**How to complete this task**
Every line of the entries below that carries the string "carpet" should be copied.

**Data**
★ ★ ★ ★ ★ ★ ★

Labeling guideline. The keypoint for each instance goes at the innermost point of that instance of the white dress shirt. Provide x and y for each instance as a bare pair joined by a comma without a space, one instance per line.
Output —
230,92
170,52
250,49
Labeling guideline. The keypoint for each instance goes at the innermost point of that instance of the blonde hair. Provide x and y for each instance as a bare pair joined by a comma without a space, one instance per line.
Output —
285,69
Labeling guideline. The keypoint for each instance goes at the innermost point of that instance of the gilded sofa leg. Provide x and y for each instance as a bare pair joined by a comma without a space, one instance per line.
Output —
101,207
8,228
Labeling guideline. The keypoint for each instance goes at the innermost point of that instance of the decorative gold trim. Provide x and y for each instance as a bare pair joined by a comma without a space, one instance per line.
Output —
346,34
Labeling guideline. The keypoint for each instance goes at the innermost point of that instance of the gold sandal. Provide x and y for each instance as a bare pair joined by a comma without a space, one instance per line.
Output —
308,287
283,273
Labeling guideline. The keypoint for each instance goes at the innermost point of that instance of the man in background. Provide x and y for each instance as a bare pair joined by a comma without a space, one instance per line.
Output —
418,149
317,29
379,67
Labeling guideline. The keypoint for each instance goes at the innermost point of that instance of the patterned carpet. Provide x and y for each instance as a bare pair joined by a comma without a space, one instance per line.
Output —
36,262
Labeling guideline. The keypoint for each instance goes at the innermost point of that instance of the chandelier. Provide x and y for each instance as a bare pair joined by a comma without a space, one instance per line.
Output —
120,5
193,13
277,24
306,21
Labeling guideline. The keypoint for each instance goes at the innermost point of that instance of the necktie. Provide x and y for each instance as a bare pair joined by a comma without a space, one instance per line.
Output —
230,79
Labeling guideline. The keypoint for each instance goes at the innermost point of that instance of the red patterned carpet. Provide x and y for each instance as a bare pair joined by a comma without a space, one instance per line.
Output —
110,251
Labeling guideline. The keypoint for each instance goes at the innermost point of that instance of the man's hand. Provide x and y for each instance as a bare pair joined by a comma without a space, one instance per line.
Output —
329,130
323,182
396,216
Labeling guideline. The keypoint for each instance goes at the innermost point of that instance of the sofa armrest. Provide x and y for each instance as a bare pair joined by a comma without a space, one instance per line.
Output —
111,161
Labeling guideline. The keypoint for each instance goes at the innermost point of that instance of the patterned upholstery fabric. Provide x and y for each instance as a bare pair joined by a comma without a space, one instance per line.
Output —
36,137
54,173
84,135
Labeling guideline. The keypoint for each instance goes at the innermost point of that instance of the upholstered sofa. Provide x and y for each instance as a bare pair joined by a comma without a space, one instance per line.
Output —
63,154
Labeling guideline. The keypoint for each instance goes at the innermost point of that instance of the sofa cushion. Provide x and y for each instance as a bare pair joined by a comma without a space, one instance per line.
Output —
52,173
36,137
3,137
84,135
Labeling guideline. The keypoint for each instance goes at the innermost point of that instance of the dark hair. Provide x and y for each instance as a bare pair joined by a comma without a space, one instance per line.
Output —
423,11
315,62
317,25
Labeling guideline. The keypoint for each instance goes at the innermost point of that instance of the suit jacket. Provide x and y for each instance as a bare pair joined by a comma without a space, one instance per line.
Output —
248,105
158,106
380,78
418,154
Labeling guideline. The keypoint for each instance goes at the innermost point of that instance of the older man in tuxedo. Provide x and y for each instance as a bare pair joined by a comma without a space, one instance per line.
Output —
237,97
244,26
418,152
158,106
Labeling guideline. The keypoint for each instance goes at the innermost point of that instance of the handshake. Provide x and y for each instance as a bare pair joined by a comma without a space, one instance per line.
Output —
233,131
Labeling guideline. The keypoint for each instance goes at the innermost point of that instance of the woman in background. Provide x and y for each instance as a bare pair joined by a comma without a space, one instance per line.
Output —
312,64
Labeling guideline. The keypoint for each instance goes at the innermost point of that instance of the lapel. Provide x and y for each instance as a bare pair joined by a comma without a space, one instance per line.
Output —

★ ★ ★ ★ ★ ★ ★

**Exercise solution**
Labeling guideline. The keypoint for each instance goes at the innermost point of that instance of the patterned carpet. Provide x and y for each instance as a bare pair joined by a comma without a space, one instance per line.
Labeling guideline. The keypoint for each instance goes at the innermost point of that instance of the red patterned carpet. Provide x and y for each instance as a bare pair joined by a comma without a space, one instance per line.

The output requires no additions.